## Исходный фрагмент
★ ★ ★ ★ ★ ★ ★

Главную прелесть специально женской красоты представляют груди. Идеально красивой формой девичьей груди можно назвать изображенныя на рис. 207 груди вполне развитой тринадцатилетней девочки и семнадцатилетней венской натурщицы <…>. Идеальная красота требует, чтобы женская грудь всегда сохраняла девственныя формы: прилегая в виде полушарий к грудной клетке и с выдающимся вперед хорошо развитыми в верхушке сосками, она должна быть упругой и плотной. Так же красивы по форме, но слабее развиты груди на рис. 208. Такая форма выпадает на долю очень немногих любимиц богини красоты. Чем старше становится девушка, тем более вялой становится ея грудь и тем более оттягивается книзу вследствие утолщающегося слоя жира; и этот момент наступает тем раньше, чем раньше вступает женщина в половыя сношения и чем большее удовлетворение они ей доставляют.
<У дьявольских красавиц> груди полны и все еще красивой формы, но в них уже намечается склонность к обвисанию, и женщине приходится прибегать к помощи корсета и лифчика, чтобы поддержать их искусственно <…>. Чрезмерный слой жира, часто уродующий с возрастом женское тело, обезображивает и груди, превращая их в огромныя «глыбы жира», вид которых скорее отталкивает, чем привлекает (с. 349–340).
Замечательно, что авторы романа весело, одним, так сказать, движением, переделали заголовок популярной рекламы грудерасширителя, поставив вместо инструментального «Каким образом» перформативное (для Лоханкина) «Вот как…». Хотя Щеглов связывает мотив груди с инфантилизмом Васисуалия («мамочка!», — кричит герой во время наказания мокрыми, блестящими розгами), на мой взгляд, авторы романа высмеивают здесь вуайеризм и латентный садомазохизм мнимого интеллигента декадентского толка. Вспомним его брутальные инвективы, обращенные к «похотливой волчице», своеобразное удовольствие от боли, вызванное «сермяжным» наказанием, соответствующим его туманным соображениям «о страданиях плоти»[485], а также финальное удовлетворение унизительным положением третьего члена странной семьи Птибурдуковых:
Супруги, видимо, шли на берег. Позади тащился Лоханкин. Он нес в руках дамский зонтик и корзинку, из которой торчал термос и свешивалась купальная простыня.
— Варвара, — тянул он, — слушай, Варвара!
— Чего тебе, горе мое? — спросила Птибурдукова, не оборачиваясь.
— Я обладать хочу тобой, Варвара!..
— Нет, каков мерзавец! — заметил Птибурдуков, тоже не оборачиваясь (ЗТ, с. 279).

★ ★ ★ ★ ★ ★ ★

## Задания
1 > Перепечатайте из исходного фрагмента текст от «Главную прелесть специально» до «они ей доставляют.».
2 > Ответьте на вопросы по исходному фрагменту:
(a) Сколько лет венской натурщице, чьи груди изображены на рис. 207?
(b) С чем Щеглов связывает мотив груди?
(c) Что Лоханкин нес в руках, идя позади супругов?

★ ★ ★ ★ ★ ★ ★

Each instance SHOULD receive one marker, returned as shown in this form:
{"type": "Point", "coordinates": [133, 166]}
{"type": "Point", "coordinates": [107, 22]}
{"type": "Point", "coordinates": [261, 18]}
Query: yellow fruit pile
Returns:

★ ★ ★ ★ ★ ★ ★

## Ответы
1 >
Главную прелесть специально женской красоты представляют груди. Идеально красивой формой девичьей груди можно назвать изображенныя на рис. 207 груди вполне развитой тринадцатилетней девочки и семнадцатилетней венской натурщицы <…>. Идеальная красота требует, чтобы женская грудь всегда сохраняла девственныя формы: прилегая в виде полушарий к грудной клетке и с выдающимся вперед хорошо развитыми в верхушке сосками, она должна быть упругой и плотной. Так же красивы по форме, но слабее развиты груди на рис. 208. Такая форма выпадает на долю очень немногих любимиц богини красоты. Чем старше становится девушка, тем более вялой становится ея грудь и тем более оттягивается книзу вследствие утолщающегося слоя жира; и этот момент наступает тем раньше, чем раньше вступает женщина в половыя сношения и чем большее удовлетворение они ей доставляют.

2 >
(a) Семнадцать лет.
(b) С инфантилизмом Васисуалия.
(c) Дамский зонтик и корзинку.